Exercise brief:
Render the material below as a Markdown table with the columns No. and Text, from its first line through the line containing "28;240;56;291", inclusive. Omit blank lines.

Dataset records:
"""

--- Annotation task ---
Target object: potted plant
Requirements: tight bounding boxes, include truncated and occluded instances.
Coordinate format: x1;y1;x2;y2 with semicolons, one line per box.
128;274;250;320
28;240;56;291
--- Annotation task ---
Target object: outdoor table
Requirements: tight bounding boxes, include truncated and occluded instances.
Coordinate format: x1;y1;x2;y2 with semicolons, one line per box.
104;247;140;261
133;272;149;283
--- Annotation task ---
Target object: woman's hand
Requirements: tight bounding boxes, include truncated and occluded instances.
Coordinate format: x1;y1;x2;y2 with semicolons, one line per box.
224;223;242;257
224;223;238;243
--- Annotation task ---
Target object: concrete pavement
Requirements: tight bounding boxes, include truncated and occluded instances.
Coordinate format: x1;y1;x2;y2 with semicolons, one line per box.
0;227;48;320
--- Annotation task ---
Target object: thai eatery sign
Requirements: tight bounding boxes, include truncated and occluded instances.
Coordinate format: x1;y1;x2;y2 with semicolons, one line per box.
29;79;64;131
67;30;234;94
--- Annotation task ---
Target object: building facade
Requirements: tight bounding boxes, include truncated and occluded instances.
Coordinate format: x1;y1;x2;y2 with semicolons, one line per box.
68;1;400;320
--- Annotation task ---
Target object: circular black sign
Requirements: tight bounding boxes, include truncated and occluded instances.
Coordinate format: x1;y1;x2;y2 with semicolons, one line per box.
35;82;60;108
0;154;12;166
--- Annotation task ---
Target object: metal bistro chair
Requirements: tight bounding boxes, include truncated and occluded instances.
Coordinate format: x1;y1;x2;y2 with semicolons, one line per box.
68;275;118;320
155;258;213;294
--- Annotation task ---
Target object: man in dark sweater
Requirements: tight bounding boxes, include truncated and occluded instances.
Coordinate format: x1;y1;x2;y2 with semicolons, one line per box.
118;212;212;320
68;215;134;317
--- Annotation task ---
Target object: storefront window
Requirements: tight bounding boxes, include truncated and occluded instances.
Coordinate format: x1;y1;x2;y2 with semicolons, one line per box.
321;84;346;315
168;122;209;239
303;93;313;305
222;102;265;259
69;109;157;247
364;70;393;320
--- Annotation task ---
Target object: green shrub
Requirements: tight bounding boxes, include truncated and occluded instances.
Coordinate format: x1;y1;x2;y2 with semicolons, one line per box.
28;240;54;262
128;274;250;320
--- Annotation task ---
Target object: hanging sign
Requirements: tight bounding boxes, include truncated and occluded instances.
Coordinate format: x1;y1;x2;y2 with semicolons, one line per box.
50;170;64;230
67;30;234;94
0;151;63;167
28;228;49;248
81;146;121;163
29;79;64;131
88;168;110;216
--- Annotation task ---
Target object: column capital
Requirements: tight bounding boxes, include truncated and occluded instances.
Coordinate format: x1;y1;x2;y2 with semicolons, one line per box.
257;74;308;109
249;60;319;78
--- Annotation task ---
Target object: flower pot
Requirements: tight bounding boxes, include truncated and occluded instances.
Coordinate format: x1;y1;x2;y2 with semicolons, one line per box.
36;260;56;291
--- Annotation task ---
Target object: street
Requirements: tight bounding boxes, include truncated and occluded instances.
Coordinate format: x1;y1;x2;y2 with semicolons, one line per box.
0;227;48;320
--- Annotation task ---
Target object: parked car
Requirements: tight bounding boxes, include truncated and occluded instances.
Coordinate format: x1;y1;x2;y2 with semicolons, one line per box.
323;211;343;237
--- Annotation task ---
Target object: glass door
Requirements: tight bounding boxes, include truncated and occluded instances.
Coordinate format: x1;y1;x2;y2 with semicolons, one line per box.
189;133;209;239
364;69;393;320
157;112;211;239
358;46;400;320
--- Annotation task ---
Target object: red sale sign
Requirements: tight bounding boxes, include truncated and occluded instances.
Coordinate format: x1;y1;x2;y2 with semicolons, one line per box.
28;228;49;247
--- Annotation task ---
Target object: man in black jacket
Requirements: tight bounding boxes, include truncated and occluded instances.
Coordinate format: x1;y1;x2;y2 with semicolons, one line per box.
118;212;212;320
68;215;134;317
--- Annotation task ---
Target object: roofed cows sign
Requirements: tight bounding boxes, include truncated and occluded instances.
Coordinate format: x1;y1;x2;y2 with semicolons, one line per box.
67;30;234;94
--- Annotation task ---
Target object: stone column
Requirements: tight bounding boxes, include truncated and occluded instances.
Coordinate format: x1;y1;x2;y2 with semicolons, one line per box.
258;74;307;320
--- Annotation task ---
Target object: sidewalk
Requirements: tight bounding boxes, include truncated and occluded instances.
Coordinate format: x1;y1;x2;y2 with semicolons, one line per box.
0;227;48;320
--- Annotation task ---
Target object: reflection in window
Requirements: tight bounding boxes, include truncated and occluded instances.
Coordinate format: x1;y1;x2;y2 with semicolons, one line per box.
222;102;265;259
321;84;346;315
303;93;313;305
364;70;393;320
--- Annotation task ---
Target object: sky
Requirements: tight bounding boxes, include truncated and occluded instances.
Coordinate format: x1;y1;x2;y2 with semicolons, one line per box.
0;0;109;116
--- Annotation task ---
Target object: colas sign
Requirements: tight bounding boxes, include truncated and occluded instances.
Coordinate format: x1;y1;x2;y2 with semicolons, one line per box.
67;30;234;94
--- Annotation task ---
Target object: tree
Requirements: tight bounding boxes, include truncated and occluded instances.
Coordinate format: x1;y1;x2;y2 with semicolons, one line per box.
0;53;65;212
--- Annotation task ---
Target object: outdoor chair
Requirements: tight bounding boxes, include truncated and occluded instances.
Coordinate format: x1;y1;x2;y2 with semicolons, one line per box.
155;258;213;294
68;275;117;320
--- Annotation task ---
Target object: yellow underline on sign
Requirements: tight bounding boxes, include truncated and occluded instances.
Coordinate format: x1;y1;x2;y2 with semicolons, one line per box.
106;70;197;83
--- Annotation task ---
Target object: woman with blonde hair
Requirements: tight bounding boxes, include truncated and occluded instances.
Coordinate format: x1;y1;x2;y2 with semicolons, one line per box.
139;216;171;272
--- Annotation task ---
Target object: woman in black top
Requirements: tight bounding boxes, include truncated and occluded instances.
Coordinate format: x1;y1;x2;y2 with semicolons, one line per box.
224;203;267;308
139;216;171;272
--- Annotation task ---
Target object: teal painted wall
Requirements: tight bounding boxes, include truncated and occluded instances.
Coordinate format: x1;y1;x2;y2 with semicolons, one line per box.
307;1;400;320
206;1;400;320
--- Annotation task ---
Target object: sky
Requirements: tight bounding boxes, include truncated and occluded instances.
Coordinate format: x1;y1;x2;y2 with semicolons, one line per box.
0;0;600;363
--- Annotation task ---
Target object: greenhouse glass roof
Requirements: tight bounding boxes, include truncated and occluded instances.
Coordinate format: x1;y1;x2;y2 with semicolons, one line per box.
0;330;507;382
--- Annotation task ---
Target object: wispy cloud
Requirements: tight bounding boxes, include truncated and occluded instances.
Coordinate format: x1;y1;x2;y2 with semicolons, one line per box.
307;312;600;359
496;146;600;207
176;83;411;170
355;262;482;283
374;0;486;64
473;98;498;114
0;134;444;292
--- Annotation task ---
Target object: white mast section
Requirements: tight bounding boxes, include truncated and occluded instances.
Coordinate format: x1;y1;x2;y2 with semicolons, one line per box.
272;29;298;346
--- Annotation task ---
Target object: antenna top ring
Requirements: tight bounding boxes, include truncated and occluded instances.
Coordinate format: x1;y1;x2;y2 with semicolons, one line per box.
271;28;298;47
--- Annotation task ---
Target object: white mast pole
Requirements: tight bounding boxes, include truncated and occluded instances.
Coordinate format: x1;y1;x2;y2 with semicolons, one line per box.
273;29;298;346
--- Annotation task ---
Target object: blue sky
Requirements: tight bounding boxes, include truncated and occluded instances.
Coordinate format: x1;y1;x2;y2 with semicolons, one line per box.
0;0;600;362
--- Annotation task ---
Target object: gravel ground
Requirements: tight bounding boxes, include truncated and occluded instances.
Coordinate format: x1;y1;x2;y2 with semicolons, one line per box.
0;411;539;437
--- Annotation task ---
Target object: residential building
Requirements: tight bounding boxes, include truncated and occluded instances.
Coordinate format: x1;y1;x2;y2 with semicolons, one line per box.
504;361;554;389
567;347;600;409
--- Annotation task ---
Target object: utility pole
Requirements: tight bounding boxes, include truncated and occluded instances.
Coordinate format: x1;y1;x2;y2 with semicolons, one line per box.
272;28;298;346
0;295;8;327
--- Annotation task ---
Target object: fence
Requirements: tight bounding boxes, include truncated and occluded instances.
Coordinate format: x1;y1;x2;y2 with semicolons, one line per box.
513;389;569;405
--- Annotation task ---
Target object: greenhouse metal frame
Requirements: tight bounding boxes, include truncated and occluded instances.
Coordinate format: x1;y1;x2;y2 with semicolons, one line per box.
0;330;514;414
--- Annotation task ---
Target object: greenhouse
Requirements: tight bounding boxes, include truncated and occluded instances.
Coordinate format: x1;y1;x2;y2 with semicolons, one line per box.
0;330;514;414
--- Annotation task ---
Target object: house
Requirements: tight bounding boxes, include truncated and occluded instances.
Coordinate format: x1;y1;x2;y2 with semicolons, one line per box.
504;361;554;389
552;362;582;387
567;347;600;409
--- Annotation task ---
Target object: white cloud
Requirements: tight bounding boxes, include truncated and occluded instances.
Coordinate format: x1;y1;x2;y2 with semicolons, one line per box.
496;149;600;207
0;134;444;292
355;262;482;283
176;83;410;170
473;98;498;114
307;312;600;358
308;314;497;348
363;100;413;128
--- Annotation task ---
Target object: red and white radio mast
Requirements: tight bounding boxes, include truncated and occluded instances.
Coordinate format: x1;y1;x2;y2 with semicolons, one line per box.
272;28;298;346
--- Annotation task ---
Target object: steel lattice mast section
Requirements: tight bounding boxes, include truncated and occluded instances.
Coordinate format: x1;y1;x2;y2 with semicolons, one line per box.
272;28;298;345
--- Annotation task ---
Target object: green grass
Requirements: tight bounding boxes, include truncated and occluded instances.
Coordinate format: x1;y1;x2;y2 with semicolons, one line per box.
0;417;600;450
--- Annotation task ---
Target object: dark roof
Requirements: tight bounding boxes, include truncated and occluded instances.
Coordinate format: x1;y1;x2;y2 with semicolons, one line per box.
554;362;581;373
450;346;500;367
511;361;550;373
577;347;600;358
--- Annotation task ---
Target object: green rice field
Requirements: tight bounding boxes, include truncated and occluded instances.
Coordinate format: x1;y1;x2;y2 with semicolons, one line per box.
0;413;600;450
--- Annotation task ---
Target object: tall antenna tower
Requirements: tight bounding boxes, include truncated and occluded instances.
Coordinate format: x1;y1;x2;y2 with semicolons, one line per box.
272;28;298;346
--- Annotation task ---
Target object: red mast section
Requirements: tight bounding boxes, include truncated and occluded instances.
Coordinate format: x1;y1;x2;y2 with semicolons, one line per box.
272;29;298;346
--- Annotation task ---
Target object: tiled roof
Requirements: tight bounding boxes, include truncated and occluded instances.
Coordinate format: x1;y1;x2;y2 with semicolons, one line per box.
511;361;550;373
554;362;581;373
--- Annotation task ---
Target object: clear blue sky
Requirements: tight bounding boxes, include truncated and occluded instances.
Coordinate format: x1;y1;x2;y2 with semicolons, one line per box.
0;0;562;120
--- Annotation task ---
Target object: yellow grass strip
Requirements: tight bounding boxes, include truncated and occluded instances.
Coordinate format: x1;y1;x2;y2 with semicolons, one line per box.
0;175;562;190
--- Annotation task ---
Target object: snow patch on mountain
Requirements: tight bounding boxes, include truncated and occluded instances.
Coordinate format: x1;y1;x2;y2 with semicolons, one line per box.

"""

Solution to this exercise:
| No. | Text |
|---|---|
| 1 | --- Annotation task --- |
| 2 | Target object: potted plant |
| 3 | Requirements: tight bounding boxes, include truncated and occluded instances. |
| 4 | Coordinate format: x1;y1;x2;y2 with semicolons, one line per box. |
| 5 | 128;274;250;320 |
| 6 | 28;240;56;291 |